:: Supplied entries ::

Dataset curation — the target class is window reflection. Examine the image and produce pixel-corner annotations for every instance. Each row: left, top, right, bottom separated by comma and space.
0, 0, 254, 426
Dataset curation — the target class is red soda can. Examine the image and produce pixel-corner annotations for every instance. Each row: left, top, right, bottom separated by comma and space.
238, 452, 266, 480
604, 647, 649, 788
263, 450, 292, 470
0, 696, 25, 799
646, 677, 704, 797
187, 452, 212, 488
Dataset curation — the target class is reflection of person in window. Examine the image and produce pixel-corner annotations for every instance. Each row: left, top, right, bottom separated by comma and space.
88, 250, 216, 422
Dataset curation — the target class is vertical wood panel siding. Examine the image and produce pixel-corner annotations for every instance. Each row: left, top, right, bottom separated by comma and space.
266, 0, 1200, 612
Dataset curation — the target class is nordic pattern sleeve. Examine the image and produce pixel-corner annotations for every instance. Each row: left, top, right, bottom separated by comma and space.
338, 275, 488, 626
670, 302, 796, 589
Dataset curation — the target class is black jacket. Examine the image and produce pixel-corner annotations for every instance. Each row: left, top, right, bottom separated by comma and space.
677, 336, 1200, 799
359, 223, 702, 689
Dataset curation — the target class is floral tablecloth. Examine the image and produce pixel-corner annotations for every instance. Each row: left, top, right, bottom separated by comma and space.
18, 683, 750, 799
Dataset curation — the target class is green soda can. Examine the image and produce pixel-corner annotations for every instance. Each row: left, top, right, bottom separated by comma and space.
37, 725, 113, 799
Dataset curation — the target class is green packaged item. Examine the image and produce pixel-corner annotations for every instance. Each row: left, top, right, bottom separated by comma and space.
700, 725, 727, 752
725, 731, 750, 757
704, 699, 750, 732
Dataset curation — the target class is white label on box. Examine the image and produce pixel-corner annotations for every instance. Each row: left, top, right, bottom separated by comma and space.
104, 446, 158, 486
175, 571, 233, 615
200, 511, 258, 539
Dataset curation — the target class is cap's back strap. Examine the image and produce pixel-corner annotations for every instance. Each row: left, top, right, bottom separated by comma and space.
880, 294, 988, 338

:::

**Exercise goal:**
Please reproduce all of the lines above without changing a single word, number, or punctuation mark.

**The completed task:**
Dataset curation — the target class is window reflection. Examine the image and produce pixel-corner annotations for every instance. Each row: left, top, right, bottom separated by comma and space.
0, 0, 254, 426
Dataset curation — the target class is red soda can. Examine the image and produce pixel-corner annotations for every instance. Each row: left, top, right, bottom separated by comma and space.
238, 452, 266, 480
604, 647, 649, 788
263, 450, 292, 470
0, 696, 25, 799
646, 677, 704, 797
187, 452, 212, 488
Dataset curation — the target class is reflection of person in window. Examine the image and produce pixel-corner annotations for every instance. Each row: left, top, right, bottom separated by comma and space.
88, 250, 216, 422
Dataset curation — the target class is vertical wood panel siding. Examine the image and produce pixel-corner annotations for every instance. Each row: left, top, right, bottom separated by comma and space.
266, 0, 1200, 612
Dataset curation — the target class is nordic pattern sleeve. Examine the image and produce pixel-corner annotations for every instance. Each row: left, top, right, bottom separated by comma and space.
338, 275, 488, 626
670, 302, 796, 589
Dataset curation — the target class is black jacket. Examine the image and produce pixel-corner annotations for every instance. Each row: left, top, right, bottom separated by comma and space.
677, 336, 1200, 799
359, 223, 702, 689
Dataset curation — the target class is floral tablecloth. Examine the image and produce pixel-corner annotations for every instance. Each row: left, top, right, bottom separated by comma and space.
18, 683, 750, 799
Dataset curation — the target class is green soda can. Examine the image and produce pixel-corner annotations for every instance. Each row: left, top, right, bottom separated by comma and space.
37, 725, 113, 799
Dataset curation — the target class is green packaged item. Examine the image and produce pixel-corner annotations for every instance. Each row: left, top, right, bottom separated by comma and space.
700, 725, 727, 752
725, 731, 750, 757
704, 699, 750, 732
Dataset curation — the target class is white label on box. Examine the image and produce pixel-corner annotations for every instance. Each row: left, top, right, bottom separated by comma and space.
104, 446, 158, 486
175, 571, 233, 615
200, 511, 258, 539
Dataset curation — the target class is cap's back strap. Examine the image and produce pixel-corner annotations for every instance. Each row: left, top, right, bottom separated by comma and space.
880, 294, 988, 338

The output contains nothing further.